- **Text passage**
* begin *

'Dear Leader' will pay price for autocratic shenanigans
Taoiseach's handling of runaway inquiry offers Fianna Fail and voters chance to finish him off, writes John Drennan
One of the many measures of the deteriorating political cunning of the Taoiseach consisted of the spectacle, last week, of puzzled FG TDs electing the even more surprised Marxist Socialist Joe Higgins to the cherished Banking Inquiry.
As FG TDs wondered how the 'Dear Leader' has got them into yet another fine mess, the debacle is all the more astonishing because of the original status of the Banking Inquiry as the Coalition's political ace in the hole.
The Inquiry would be the bolt gun that would be used to finish off Fianna Fail in the unlikely event that it might dare to bark a little before the next election.
The new reality, alas, is that despite the return of some limited degree of tranquility the Banking Inquiry is now as deceased as the dead parrot in the Monty Python Sketch.
As we should have learnt from Mahon, the conclusion of a Tribunal is predicated by how it is established.
This iron law means it was all the more critical that the establishment of an inquiry into something as critical as the collapse of the Irish banking system would be politically sophisticated.
Instead, we got a Taoiseach acting like a fool on the floor of the house blowing about how an Inquiry making findings of fact required a government majority.
It was alarming enough that Mr Kenny did not appear to know this was the political equivalent of a prosecutor requesting that a jury be filled with prosecuting counsel.
The Taoiseach's stance was all the more astonishing given that if the central objective of shafting Fianna Fail was to be secured, the vehicle had to at least appear to be neutral.

* end *

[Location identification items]
* begin *

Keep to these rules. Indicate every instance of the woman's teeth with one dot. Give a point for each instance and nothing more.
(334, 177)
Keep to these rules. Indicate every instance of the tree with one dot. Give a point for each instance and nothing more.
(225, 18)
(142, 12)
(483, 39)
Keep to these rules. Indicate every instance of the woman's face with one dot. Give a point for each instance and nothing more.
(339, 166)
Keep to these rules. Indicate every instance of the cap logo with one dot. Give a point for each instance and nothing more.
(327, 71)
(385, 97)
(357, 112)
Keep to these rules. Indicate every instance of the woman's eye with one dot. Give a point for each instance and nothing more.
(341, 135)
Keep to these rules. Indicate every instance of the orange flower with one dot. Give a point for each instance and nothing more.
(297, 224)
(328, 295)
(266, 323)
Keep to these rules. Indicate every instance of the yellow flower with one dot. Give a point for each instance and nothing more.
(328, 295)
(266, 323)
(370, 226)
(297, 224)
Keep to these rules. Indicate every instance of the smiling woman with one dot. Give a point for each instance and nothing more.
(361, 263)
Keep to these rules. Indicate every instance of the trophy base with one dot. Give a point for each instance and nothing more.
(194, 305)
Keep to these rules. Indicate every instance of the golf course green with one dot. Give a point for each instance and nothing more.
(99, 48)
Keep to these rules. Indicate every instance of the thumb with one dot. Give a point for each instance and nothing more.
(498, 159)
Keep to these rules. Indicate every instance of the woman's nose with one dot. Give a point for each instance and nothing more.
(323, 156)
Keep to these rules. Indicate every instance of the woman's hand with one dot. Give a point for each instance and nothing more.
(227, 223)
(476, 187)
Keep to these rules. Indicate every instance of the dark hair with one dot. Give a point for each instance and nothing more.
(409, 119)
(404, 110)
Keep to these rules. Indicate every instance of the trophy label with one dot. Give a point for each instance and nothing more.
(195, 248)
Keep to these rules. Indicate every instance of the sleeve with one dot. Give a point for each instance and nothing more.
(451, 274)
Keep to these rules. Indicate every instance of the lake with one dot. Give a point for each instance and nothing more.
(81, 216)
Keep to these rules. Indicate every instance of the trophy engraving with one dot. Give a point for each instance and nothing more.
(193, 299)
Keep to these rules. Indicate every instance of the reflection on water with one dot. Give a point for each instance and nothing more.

* end *

- **Task list**
a) How would you render this sentence from the Banking Inquiry column in Spanish: "As we should have learnt from Mahon, the conclusion of a Tribunal is predicated by how it is established."
b) Can you shorten the paragraph of the Banking Inquiry column that begins "As FG TDs wondered" while keeping its main facts?
The material has no connection to the Banking Inquiry column.

- **Answers to each task**
a) Como deberíamos haber aprendido de Mahon, la conclusión de un Tribunal está condicionada por la forma en que se constituye.

b) FG TDs wondered how the 'Dear Leader' had led them into another fine mess. The debacle is all the more astonishing because the Banking Inquiry was originally the Coalition's political ace in the hole.